╭─ Text segment

No, contrary to a sudden flurry of loosely-sourced articles in the hacker and Muslim press, Hamza Bendelladj aka Bx1, spammer and co-creator of the SpyEye virus, has not been sentenced to death by a US jury.
In fact, he hasn’t been sentenced at all. And he’ll never stand in front of a jury, having already pled guilty.
Here’s an example of the hysterical outcry, from an article calling him a “Muslim HERO!”
News of the execution of the Algerian hacker, Hamza Bendeladj [sic], by the US authorities sparked a large controversy on social media, as some activists launched a campaign of support and solidarity “We are all Hamza”, in which they called on the authorities to mediate for saving the life of “Algeria’s genius”, who stunned the world through hacking Israeli websites and banks, and offers their funds to the Palestinian people.
Funds which he and his SpyEye trojan took from victims all over the world.
The US ambassador to Algeria has taken to Twitter to beat back the death sentence allegations, stating that none of the crimes with which he’s been charged are punishable by death, and that his sentencing will be later this year.
In case your French is rusty, that says “1/2 Bendelladj Hamza pleaded guilty June 26 for having developed, distributed, and monitored a malicious SpyEye banking Trojan.”
And this one says “2/2 The verdict will take place in a few months. Computer crimes are not capital crimes and are not punished by the death penalty” but is more notable for the fight she got into with a skeptical commenter who vowed to shave his moustache if she was right and he was wrong. No update on the moustache situation, but it does add a glorious touch of farce to what was already at least broad comedy.
There’s already a Facebook group, All Against the Death Sentence of Hamza, whose URL misspells his name, but at 112 members it’s hardly a social media juggernaut.
The Algerian was arrested in Thailand and extradited to the US in 2013, charged with one count of conspiring to commit wire and bank fraud, 10 counts of wire fraud, one count of conspiracy to commit computer fraud, and 11 counts of computer fraud. You can see the original indictment here (PDF). On June 26 of this year he pled guilty to so the future is not looking rosy for him, but none of those are capital crimes, so the death penalty is simply off the table, unless he killed someone recently and we didn’t hear about it.
The 2013 FBI report of his arrest in Thailand says “If convicted, Bendelladj faces a maximum sentence of up to 30 years in prison for conspiracy to commit wire and bank fraud; up to 20 years for each wire fraud count; up to five years for conspiracy to commit computer fraud; up to five or 10 years for each count of computer fraud; and fines of up to $14 million.”

╰─
╭─ Supplied information

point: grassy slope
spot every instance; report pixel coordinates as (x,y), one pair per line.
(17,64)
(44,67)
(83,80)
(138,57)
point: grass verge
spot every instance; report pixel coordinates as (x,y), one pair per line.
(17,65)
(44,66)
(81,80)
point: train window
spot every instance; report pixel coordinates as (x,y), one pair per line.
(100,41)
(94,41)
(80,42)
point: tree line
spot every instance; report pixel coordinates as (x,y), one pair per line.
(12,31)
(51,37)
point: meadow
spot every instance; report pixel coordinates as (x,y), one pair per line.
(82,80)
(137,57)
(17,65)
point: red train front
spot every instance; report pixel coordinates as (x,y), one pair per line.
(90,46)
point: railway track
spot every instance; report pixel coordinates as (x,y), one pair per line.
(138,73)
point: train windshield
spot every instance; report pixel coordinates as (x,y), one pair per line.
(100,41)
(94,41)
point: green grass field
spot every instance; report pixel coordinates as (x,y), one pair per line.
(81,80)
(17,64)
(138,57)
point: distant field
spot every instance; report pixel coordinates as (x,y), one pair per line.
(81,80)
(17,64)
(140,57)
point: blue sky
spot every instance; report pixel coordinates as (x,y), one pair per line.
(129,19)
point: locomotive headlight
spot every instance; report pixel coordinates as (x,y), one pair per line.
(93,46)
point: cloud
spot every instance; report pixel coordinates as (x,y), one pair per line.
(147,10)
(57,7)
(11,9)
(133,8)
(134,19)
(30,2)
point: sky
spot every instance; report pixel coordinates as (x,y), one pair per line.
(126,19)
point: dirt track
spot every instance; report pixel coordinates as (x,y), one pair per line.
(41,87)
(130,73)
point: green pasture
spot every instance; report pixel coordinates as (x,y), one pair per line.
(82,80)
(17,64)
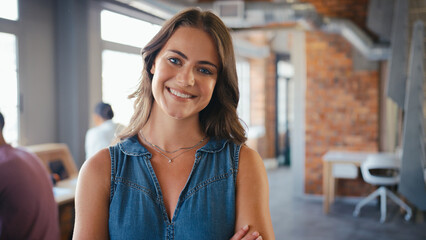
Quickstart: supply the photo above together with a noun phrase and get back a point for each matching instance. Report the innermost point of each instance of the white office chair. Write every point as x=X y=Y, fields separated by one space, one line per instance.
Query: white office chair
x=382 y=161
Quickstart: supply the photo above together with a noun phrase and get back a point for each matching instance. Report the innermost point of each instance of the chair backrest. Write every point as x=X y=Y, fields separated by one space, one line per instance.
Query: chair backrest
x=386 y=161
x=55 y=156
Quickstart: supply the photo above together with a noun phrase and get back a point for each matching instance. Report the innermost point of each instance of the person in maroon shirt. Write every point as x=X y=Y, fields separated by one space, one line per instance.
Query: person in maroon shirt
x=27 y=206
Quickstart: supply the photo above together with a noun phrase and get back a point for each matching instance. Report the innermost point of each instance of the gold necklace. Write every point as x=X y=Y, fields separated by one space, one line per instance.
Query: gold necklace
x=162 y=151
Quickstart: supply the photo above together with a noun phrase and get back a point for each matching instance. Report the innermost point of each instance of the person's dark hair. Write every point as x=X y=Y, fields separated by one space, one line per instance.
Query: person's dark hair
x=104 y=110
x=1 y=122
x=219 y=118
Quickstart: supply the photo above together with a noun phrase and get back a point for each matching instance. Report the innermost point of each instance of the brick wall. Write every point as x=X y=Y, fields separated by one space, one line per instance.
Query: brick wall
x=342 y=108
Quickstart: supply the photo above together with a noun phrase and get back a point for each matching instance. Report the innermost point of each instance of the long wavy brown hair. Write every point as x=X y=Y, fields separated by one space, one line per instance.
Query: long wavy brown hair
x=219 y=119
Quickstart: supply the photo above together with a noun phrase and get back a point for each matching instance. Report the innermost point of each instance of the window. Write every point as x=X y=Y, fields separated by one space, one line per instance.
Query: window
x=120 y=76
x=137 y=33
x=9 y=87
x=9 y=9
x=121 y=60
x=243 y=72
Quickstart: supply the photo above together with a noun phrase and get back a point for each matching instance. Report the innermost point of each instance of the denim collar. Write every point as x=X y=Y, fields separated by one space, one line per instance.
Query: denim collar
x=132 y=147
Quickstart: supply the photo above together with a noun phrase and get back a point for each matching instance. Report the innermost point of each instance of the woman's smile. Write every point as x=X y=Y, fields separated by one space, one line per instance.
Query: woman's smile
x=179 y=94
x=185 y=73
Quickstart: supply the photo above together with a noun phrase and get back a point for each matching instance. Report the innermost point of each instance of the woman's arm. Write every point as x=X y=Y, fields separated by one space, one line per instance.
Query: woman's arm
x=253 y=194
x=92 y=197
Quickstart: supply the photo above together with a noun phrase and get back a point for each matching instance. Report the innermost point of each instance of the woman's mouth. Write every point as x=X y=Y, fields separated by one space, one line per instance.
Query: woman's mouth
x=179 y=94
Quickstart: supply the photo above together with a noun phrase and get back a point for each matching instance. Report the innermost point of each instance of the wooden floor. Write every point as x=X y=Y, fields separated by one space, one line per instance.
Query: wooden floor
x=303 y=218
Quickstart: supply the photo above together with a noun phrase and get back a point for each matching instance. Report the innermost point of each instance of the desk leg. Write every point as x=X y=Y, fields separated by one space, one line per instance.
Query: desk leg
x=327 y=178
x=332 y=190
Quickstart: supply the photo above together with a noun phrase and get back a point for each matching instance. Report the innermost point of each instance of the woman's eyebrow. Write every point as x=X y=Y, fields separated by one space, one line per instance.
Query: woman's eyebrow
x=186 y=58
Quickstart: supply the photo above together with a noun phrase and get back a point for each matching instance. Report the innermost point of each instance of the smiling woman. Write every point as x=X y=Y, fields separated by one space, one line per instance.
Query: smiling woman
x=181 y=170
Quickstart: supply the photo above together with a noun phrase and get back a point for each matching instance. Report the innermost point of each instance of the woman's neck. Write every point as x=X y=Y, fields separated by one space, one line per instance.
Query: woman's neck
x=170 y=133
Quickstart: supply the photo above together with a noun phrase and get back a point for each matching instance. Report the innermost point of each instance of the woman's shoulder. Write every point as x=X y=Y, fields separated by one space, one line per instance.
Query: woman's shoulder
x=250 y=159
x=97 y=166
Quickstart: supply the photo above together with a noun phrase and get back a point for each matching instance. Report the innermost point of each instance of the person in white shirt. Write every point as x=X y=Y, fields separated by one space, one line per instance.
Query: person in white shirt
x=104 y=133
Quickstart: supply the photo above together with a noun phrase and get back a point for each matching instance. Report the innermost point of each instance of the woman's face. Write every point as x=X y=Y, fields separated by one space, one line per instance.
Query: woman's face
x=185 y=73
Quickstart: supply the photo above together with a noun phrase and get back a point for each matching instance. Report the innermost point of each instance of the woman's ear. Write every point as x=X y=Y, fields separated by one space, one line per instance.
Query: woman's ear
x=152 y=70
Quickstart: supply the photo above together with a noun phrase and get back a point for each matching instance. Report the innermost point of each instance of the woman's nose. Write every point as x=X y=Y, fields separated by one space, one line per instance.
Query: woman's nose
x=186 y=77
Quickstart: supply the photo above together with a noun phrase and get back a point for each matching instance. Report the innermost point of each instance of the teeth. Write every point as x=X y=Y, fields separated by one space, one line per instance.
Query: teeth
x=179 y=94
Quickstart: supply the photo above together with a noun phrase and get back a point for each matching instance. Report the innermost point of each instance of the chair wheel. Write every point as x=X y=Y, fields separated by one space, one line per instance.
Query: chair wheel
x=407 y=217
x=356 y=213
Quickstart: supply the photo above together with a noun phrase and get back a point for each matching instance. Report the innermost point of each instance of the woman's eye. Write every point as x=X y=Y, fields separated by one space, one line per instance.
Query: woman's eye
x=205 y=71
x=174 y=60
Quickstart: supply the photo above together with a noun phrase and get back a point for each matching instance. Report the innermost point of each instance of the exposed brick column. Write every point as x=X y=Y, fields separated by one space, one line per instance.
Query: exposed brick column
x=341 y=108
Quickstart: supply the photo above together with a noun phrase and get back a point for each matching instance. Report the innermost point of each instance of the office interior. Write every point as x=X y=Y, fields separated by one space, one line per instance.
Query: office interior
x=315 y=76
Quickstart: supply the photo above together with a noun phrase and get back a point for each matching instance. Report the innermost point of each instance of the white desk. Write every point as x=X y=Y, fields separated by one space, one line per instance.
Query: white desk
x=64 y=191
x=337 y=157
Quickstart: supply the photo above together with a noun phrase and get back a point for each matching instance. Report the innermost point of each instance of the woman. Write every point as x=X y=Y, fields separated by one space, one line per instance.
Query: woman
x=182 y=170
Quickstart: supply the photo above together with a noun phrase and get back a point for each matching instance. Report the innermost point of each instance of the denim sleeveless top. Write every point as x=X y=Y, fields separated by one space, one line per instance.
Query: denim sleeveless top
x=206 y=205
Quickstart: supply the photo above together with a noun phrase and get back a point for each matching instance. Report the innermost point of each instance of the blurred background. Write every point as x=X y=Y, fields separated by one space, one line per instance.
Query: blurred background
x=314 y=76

╰─

> **Problem set**
1. Reproduce word for word the passage of the article on Hamza Bendelladj that begins at the words "News of the" and ends after the words "later this year.".
2. In the article on Hamza Bendelladj, how many members does the Facebook group against his death sentence have?

> **Solutions per task**
1.
News of the execution of the Algerian hacker, Hamza Bendeladj [sic], by the US authorities sparked a large controversy on social media, as some activists launched a campaign of support and solidarity “We are all Hamza”, in which they called on the authorities to mediate for saving the life of “Algeria’s genius”, who stunned the world through hacking Israeli websites and banks, and offers their funds to the Palestinian people.
Funds which he and his SpyEye trojan took from victims all over the world.
The US ambassador to Algeria has taken to Twitter to beat back the death sentence allegations, stating that none of the crimes with which he’s been charged are punishable by death, and that his sentencing will be later this year.

2. 112 members.